(Source material begins)
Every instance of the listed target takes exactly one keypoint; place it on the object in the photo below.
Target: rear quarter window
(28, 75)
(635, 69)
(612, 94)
(Source material ends)
**Task brief**
Copy the whole of the data above exactly.

**Response**
Every instance of the listed target takes exactly one keypoint; place it on the object in the photo below.
Target: rear quarter window
(28, 75)
(635, 69)
(612, 94)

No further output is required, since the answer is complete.